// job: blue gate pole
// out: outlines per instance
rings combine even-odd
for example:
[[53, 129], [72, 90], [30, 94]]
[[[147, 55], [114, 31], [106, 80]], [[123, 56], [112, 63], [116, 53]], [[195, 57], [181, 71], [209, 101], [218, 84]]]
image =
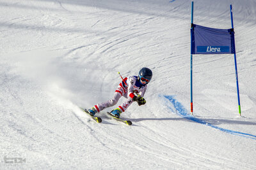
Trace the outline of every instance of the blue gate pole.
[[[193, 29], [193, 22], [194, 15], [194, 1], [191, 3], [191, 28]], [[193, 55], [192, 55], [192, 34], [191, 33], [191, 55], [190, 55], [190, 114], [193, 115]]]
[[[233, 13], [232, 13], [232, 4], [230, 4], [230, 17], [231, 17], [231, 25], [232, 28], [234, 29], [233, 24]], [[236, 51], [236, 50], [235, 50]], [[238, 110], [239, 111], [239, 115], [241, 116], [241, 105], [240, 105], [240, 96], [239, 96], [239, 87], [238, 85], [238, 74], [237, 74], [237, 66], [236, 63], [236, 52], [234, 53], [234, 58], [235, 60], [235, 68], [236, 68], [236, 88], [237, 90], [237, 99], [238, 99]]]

==

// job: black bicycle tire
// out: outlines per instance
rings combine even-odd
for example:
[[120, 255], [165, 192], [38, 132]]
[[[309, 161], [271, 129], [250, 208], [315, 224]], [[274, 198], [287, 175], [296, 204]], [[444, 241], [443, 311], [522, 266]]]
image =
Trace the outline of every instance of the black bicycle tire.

==

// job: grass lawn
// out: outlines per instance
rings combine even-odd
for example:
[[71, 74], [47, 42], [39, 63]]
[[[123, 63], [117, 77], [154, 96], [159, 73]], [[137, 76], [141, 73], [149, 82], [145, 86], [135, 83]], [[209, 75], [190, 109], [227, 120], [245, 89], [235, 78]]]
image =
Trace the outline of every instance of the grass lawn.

Exercise objective
Please repeat the material from the line with "job: black bicycle tire" up to and including the line with "Trace the outline of every instance of the black", swapping "outlines per instance" for "polygons per instance" and leaving everything else unchanged.

Solution to this task
// job: black bicycle tire
// out: polygons per instance
rings combine even-odd
for example:
[[120, 255], [165, 192], [38, 132]]
[[[309, 161], [271, 129], [250, 208], [315, 224]], [[274, 198], [287, 175], [296, 204]], [[444, 241], [443, 311], [522, 266]]]
image =
Trace the outline of every instance of the black bicycle tire.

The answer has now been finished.